Your task =
Every line below that carries the word "textured" needs to be copied.

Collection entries
::::::::::

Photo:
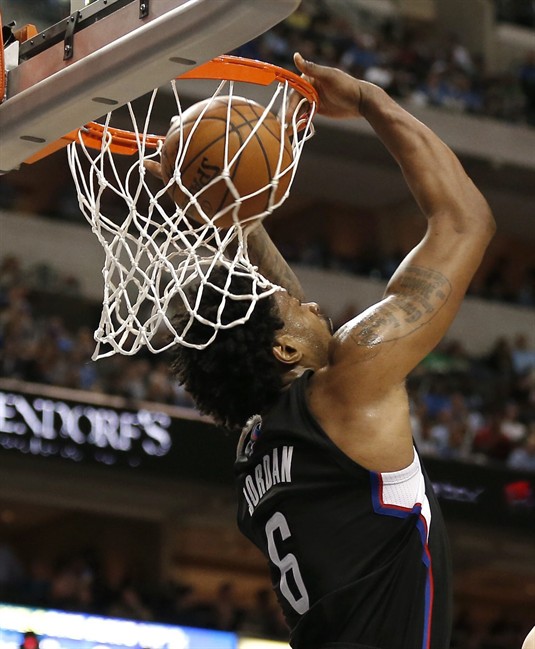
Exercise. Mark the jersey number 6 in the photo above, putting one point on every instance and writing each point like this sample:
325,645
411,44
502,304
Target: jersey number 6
286,564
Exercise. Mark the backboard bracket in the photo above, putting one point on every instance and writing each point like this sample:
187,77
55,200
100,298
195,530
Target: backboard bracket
117,58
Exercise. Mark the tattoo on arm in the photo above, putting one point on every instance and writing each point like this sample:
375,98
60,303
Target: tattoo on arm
264,254
420,294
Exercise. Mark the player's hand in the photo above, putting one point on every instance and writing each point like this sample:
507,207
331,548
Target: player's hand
340,95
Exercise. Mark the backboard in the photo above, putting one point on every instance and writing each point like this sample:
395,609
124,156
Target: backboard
110,52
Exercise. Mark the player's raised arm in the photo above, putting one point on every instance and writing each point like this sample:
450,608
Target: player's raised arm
425,293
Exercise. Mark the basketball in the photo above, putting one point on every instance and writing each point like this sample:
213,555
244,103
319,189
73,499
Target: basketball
202,163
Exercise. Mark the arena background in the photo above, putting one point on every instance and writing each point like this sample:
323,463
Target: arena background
116,496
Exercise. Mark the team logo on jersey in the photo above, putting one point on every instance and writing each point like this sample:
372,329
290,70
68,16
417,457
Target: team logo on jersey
251,433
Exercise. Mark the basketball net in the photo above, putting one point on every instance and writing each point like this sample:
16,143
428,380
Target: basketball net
154,252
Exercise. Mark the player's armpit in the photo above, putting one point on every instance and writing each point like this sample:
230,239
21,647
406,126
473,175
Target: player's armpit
397,333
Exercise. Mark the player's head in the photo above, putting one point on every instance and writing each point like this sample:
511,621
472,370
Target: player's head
245,367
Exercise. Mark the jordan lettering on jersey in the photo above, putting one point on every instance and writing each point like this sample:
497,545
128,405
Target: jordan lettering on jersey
274,468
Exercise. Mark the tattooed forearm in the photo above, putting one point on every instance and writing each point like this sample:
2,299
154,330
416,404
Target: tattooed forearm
420,294
264,254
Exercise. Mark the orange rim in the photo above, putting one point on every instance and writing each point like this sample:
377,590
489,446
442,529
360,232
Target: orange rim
225,67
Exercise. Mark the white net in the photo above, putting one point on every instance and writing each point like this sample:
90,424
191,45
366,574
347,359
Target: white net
157,250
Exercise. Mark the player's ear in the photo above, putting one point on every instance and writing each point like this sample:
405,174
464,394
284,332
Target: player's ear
154,167
285,350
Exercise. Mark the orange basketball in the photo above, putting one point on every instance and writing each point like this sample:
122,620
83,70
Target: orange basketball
203,160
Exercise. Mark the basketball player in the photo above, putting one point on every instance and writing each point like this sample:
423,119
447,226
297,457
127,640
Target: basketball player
331,488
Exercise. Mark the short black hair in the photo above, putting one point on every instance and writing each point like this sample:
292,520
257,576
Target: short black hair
236,375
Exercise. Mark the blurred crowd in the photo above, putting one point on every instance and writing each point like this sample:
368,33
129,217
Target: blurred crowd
478,408
409,59
81,583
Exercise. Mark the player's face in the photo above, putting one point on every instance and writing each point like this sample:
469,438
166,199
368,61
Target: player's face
307,327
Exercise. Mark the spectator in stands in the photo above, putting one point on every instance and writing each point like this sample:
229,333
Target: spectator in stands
490,443
523,457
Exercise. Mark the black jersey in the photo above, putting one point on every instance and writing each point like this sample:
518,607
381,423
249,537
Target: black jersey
356,557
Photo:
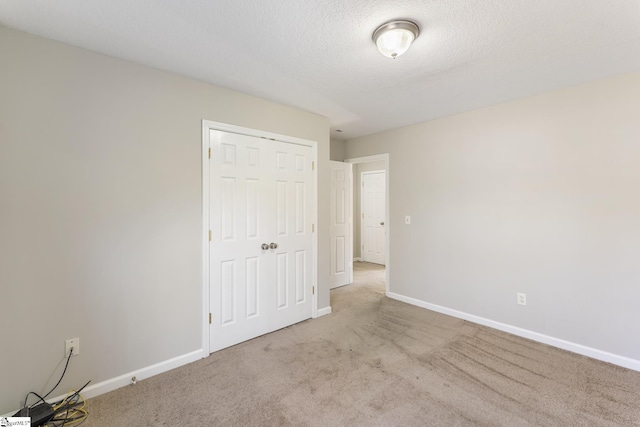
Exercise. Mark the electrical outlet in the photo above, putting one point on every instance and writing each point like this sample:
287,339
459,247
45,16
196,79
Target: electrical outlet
522,299
73,342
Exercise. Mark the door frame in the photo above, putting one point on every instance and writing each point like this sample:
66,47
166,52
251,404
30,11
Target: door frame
208,125
375,158
362,224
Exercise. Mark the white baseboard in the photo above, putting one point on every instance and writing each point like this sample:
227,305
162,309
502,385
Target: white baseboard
140,374
594,353
324,311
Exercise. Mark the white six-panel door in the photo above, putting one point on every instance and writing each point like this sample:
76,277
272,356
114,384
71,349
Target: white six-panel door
260,262
340,227
373,221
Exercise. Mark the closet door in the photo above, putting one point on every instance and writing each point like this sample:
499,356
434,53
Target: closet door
261,241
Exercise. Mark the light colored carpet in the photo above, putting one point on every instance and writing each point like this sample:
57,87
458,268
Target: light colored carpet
377,361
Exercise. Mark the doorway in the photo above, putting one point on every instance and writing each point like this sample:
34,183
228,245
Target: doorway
373,216
371,165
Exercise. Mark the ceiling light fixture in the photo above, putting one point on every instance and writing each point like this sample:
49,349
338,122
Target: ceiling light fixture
394,38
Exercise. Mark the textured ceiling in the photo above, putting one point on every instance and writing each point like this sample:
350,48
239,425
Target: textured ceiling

::::::::::

Response below =
Exercise. Mark the textured ceiling in the photo above, putting one point on every instance and writing each point like this sample:
Target: textured ceiling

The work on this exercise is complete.